*Fragmento*.
———

Abominan del santoral de su pueblo pero adoran los iconos de sus creencias laicas: el Guernica, las camisetas del Che o la foto de Chaplin. Recuerdo, con escándalo de la diosa Razón, a aquel tipo que evocaba con unción presuntuosa haber tenido en su muñeca, durante unos minutos, el reloj del Che Guevara, prestado por el papá del muerto (luego se ríen del Santo Sudario, la Santa Faz y el brazo de santa Teresa); al otro que vendía baratijas con la efigie del mismo personaje (y no en una tienda cubana de souvenirs); las infinitas pegatinas con el "no pasarán", el "no a la guerra" y otras consignas similares de sus piadosas jaculatorias pegadas a los ordenadores de ésta o aquélla oficina, redacción de periódico o secretaría de facultad.

Cada vez con más frecuencia, completan y fortifican su vida interior con el yoga, su entrega obnubilada a charlatanes gurús y, peregrinan –faltaría más – al Tíbet. Allí, como es natural, no se enteran de nada, pero, al regreso, los baños de luna, el pis desleído en naranjada y los tamboriles morunos cobran un alcance inusitado en sus miradas de suficiencia, como quien otea desde las cumbres del Himalaya, abajito abajito, el Cabeza de Manzaneda, el pigmeo.

Sin embargo, lo mejor es entablar conversación con ellos, por necesidad o masoquismo. Dejando aparte la evidencia de que algunos pueden ser buenas personas, total o parcialmente, abordar cualquier tema con ellos es problemático, pues si usted menciona la inseguridad que han introducido los terroristas islámicos en los vuelos comerciales, la respuesta será que todo radica en las ganancias de las compañías de seguridad, que se están forrando (lo cual puede ser muy cierto, pero, desde luego, no es el origen de la vaina); si el ingenuo hablante refiere que muchas moras se bañan vestidas en el mar y hasta en piscinas públicas, la contestación, cantada, es que así se bañaban nuestras bisabuelas (no añaden que hace más de un siglo); si se comentan las bombas de Atocha, Nueva York o Londres, ya sabemos lo que viene: bombas tiran todos; de mencionar el millón de tutsis escabechados por los hutus en Ruanda, nos arrojarán encima las dos bombas atómicas lanzadas por Estados Unidos sobre el Japón; si hablamos de la piratería inglesa padecida por los barcos procedentes de América en otros tiempos, saldrá a relucir que eso nos pasaba por haberle quitado el oro a los indios...Y así en un sinfín de capítulos.

———

[Datos almacenados]
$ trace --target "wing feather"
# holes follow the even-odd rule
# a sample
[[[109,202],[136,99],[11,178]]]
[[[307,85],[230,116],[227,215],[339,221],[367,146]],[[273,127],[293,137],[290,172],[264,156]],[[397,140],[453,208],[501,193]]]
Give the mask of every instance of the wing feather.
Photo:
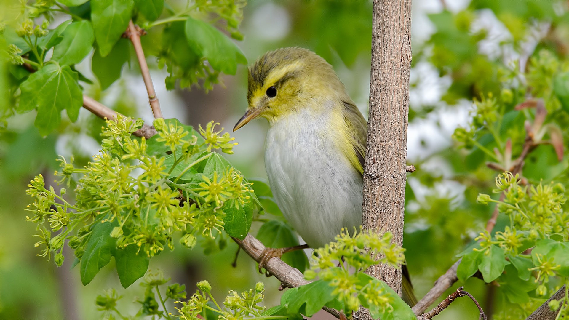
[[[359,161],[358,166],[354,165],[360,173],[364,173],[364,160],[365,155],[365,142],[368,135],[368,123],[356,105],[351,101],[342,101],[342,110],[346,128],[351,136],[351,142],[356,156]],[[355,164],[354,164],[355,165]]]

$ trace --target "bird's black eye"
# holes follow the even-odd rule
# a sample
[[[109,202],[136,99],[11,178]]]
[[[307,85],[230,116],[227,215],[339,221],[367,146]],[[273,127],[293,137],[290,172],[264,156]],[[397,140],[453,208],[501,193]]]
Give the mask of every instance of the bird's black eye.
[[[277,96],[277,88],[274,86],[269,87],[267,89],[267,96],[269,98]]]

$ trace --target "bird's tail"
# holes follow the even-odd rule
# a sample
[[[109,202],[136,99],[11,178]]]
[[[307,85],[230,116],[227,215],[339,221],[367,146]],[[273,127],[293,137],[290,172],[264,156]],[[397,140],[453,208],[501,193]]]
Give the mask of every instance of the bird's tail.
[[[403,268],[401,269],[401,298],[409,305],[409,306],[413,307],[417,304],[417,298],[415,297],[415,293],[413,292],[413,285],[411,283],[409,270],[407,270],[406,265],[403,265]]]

———

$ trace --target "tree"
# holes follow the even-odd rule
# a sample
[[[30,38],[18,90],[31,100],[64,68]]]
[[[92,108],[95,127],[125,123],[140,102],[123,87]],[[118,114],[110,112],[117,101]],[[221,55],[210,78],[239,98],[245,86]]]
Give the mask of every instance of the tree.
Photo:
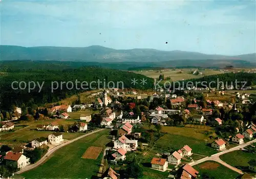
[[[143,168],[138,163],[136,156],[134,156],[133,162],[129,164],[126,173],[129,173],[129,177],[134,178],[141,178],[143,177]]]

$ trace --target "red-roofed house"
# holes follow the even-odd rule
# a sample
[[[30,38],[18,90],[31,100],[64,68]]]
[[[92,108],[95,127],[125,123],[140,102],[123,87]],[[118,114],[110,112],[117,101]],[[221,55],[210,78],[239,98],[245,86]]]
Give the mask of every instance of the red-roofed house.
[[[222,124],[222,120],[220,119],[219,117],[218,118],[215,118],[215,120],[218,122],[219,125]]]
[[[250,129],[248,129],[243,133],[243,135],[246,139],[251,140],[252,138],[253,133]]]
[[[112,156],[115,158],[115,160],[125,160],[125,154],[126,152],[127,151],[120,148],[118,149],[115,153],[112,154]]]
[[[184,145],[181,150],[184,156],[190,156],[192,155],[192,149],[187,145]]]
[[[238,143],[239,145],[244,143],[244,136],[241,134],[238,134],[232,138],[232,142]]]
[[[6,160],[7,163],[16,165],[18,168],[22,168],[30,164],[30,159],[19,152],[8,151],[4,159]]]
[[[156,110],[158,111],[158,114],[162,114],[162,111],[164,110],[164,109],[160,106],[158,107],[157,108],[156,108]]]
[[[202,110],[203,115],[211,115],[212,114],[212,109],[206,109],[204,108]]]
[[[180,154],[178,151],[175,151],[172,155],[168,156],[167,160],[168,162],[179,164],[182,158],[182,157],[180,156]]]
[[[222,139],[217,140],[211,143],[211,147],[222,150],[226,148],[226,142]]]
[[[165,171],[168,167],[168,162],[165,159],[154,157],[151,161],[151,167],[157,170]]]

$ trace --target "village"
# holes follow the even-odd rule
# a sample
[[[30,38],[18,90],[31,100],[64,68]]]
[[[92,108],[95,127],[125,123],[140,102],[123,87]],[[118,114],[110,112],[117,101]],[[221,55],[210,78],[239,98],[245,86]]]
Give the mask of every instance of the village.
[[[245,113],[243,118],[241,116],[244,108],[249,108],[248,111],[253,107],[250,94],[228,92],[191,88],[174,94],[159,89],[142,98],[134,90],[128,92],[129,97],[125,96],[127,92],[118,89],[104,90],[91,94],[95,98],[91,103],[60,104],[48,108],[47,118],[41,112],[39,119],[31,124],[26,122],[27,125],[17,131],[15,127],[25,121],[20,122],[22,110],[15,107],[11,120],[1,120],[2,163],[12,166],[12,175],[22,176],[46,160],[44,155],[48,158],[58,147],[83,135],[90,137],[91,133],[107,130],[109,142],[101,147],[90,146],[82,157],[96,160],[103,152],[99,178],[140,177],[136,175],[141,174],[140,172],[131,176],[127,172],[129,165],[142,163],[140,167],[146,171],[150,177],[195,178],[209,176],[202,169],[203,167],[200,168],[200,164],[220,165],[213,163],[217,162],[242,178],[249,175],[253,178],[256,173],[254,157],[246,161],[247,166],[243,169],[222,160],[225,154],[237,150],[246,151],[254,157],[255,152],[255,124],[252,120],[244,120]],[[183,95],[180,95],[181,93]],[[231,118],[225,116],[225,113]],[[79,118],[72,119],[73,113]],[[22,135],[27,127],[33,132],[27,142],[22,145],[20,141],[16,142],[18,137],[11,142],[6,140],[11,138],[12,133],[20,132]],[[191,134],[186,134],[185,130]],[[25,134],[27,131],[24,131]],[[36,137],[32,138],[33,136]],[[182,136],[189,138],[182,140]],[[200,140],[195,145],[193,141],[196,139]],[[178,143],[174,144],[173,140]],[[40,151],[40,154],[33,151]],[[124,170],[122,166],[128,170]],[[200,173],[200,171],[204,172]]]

———

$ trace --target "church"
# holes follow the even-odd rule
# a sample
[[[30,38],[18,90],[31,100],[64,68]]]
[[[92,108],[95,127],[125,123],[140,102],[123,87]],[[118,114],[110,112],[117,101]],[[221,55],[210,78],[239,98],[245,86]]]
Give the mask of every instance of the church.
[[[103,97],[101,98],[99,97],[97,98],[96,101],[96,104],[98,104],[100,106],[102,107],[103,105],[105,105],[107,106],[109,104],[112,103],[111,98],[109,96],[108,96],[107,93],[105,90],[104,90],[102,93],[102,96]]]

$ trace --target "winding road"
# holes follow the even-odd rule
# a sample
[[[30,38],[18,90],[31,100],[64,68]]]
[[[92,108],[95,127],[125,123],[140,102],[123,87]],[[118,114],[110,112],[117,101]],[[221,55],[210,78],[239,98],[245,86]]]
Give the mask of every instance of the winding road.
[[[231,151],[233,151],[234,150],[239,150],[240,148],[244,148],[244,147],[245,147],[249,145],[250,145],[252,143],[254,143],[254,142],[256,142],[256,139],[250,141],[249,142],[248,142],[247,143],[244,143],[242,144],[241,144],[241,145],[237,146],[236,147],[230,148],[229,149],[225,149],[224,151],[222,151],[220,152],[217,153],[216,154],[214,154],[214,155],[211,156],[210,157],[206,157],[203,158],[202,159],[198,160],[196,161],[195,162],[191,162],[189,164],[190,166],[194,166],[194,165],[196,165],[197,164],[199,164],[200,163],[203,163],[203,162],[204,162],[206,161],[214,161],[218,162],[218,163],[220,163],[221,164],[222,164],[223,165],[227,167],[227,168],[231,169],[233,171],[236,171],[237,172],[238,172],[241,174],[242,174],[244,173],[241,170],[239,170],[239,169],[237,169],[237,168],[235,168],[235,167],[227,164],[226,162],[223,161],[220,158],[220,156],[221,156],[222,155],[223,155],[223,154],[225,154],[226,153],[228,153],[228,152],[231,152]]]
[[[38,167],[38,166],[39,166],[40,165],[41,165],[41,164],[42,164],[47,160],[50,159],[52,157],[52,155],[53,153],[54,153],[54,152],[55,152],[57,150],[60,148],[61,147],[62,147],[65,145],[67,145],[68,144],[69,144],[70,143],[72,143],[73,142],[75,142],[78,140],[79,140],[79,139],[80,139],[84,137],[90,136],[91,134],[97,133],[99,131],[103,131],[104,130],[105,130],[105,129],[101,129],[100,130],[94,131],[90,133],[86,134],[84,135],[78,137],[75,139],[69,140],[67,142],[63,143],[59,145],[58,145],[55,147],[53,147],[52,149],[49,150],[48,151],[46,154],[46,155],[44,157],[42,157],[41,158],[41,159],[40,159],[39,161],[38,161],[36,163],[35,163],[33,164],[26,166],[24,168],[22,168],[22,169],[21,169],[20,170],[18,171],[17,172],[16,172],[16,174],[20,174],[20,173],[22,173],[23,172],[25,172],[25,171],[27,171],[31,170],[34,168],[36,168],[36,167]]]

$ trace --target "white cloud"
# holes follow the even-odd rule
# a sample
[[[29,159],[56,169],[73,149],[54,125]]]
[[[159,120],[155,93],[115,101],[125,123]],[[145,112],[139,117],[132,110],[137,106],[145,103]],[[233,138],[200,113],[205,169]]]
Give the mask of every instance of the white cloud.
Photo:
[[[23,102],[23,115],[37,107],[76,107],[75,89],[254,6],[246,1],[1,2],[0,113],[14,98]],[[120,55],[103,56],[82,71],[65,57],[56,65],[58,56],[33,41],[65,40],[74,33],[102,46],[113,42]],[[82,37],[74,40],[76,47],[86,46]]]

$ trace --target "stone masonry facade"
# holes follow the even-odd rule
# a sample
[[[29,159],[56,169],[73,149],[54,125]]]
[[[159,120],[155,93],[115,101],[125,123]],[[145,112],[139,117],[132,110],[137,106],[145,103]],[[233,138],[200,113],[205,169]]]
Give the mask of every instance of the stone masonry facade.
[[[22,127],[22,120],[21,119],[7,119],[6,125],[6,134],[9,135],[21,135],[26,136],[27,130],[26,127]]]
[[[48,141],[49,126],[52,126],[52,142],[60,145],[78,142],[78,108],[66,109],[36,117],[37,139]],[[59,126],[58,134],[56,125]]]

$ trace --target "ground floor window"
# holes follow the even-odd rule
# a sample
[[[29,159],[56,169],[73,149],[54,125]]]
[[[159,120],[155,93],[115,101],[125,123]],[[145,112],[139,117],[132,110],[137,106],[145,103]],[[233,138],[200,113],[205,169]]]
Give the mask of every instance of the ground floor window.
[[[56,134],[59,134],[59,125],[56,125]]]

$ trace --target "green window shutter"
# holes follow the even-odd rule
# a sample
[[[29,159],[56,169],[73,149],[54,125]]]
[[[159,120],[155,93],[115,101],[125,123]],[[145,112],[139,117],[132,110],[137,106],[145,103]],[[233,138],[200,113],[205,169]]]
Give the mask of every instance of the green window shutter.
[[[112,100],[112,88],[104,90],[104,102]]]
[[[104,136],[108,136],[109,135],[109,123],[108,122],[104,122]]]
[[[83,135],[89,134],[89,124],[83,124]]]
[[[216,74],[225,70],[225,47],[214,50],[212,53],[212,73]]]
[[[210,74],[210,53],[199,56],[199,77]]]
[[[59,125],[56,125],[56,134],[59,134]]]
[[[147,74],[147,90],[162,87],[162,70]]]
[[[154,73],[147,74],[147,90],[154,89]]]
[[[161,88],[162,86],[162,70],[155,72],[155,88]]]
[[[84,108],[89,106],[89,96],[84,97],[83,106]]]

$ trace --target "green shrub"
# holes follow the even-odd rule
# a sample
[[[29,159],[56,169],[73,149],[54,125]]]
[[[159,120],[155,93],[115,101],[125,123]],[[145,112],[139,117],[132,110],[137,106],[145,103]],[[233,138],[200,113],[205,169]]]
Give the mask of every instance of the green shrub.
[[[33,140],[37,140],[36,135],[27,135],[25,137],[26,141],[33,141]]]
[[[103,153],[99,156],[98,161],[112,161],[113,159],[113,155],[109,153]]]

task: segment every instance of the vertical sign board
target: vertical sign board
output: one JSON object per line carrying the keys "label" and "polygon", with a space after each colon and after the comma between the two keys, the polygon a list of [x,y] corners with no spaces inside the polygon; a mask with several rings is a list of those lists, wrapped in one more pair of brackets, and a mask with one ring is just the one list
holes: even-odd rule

———

*Acciones requeridas*.
A – Transcribe del fragmento el pasaje que empieza en "Cada vez con" y termina en "Manzaneda, el pigmeo.".
B – ¿Qué iconos de las creencias laicas enumera el fragmento?
Usa solo el fragmento como fuente.

*Respuestas*.
A –
Cada vez con más frecuencia, completan y fortifican su vida interior con el yoga, su entrega obnubilada a charlatanes gurús y, peregrinan –faltaría más – al Tíbet. Allí, como es natural, no se enteran de nada, pero, al regreso, los baños de luna, el pis desleído en naranjada y los tamboriles morunos cobran un alcance inusitado en sus miradas de suficiencia, como quien otea desde las cumbres del Himalaya, abajito abajito, el Cabeza de Manzaneda, el pigmeo.

B – El Guernica, las camisetas del Che y la foto de Chaplin.